• **Work instruction 1**
Return the part of the Gatto passage starting at "Instead of youthful" and ending at "scholars have argued.", word for word.
• **Work instruction 2**
Answer these questions from the Gatto passage:
(a) For how many years has Gatto been retired from teaching?
(b) What 19th-century model is the American school system said to be based on?
(c) How many hours of community service per year did Gatto's guerrilla program require of every kid?

• **Text under study**
But what Gatto experienced in the system of education didn’t fan those sparks. Instead, it routinely extinguished them.

“I began to wonder, reluctantly, whether it was possible that being in school itself was what was dumbing them down.”

The paradox of extended childhood

Gatto has been retired from the teaching profession for 12 years. He has used that time to study schooling and education. The conclusions he draws both alarm and disturb him.

“The recent history of American schooling is a history of childishness, deliberately imposed,” his “Discouraging Genius” talk begins. Childishness and boredom allow schools to continue to function, he argues.

“Cellblock style confinement” in classrooms, an unhealthy fast-food diet, artificial isolation from everyone except their age group, and a collection of disjointed activities that pass as curriculum, “[plunge] children into the trancelike state which boredom produces.”

Instead of youthful energy and openness to new experiences, Gatto said, school children are “selfish, irresponsible, envious, inconsiderate, and whining.”

They are also bored. “Bored, bored all the time,” Gatto said. Why don’t schools encourage resilience, curiosity, and the traits that have traditionally meant success in Western society? Because these traits promote maturity, and maturity is inconsistent with the school system as we know it, he said.

Boredom and the school model

The American school system is based upon a 19th-century Prussian model designed to regiment and homogenize students as much as possible, Gatto and many other education scholars have argued.

The Prussian model was designed to produce a functional and submissive citizen. Independent thought would disrupt the system, and was systematically discouraged.

This meant separating children from the influences of family and church, and segregating them into groups that were similar in immaturity and age.

American schools have adopted the regimented, segregated approach to school modeled by the Prussians.

It is a system designed to eliminate youthfulness and create “trancelike boredom,” Gatto said.

“Children and their parents are told that ”if they show up and shut up, everything will be fine,” in the words of Virginia teacher Patrick Welsh.

Mind-numbing conditions, according to Gatto, create order and predictability in schools. They don’t lead to an education. Those were the conditions that hurt children, Gatto said.

In order to educate them, he would have to send them out of the schools.

Guerrilla education

Gatto’s frustration with the stifling conditions in schools led him to try guerrilla education instead. In Dumbing Us Down he tells the story of his Lab School program.

“For five years I ran a guerrilla program where I had every kid, rich and poor, smart and dipsy, give 320 hours a year of hard community service.”

The school was “in chaos,” and the program was allowed to run under Gatto’s supervision. It was cheap, and enormously successful. It was closed down as soon as “stability” returned, Gatto reports.

Guerrilla education means training children to be and think in ways that regular schools can’t tolerate.

“Getting outside the box isn’t hard,” Gatto said. “Think of it this way: Well-schooled people are trained to reflexively obey; train yours [children] to have independent judgement…” School leaves children no time for solitude, so they dread being alone.

• **Data listing**
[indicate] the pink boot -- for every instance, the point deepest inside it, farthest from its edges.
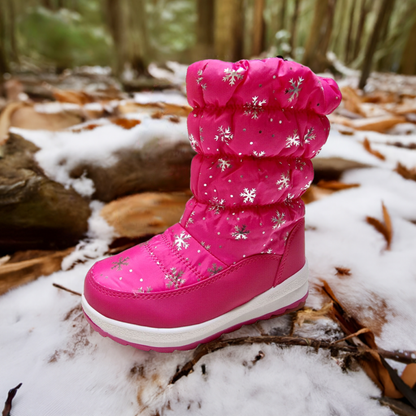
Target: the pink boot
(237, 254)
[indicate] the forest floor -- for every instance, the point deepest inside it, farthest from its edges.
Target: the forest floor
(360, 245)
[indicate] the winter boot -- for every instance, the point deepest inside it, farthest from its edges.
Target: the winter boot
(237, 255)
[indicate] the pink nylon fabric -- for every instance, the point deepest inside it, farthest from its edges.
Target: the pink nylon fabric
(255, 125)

==

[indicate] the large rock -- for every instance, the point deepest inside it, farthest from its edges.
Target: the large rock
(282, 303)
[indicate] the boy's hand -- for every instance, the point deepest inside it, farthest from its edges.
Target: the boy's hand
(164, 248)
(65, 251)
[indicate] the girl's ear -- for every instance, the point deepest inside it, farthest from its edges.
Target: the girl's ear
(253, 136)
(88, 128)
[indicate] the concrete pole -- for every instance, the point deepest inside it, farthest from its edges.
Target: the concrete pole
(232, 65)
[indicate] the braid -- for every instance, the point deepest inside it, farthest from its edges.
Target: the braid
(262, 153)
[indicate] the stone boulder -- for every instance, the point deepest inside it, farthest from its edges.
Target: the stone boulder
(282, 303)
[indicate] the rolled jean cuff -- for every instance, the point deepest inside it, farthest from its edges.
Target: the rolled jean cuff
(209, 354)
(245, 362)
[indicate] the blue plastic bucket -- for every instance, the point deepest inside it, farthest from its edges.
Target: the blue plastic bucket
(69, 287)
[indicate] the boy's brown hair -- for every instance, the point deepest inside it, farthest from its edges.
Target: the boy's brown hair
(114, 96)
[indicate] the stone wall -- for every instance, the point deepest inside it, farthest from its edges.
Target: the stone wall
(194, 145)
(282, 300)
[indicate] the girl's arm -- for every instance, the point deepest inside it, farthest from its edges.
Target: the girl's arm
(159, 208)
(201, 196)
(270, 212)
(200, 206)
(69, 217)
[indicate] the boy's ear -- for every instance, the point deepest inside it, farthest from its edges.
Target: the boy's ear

• **Result 1**
Instead of youthful energy and openness to new experiences, Gatto said, school children are “selfish, irresponsible, envious, inconsiderate, and whining.”

They are also bored. “Bored, bored all the time,” Gatto said. Why don’t schools encourage resilience, curiosity, and the traits that have traditionally meant success in Western society? Because these traits promote maturity, and maturity is inconsistent with the school system as we know it, he said.

Boredom and the school model

The American school system is based upon a 19th-century Prussian model designed to regiment and homogenize students as much as possible, Gatto and many other education scholars have argued.

• **Result 2**
(a) 12 years
(b) A Prussian model
(c) 320 hours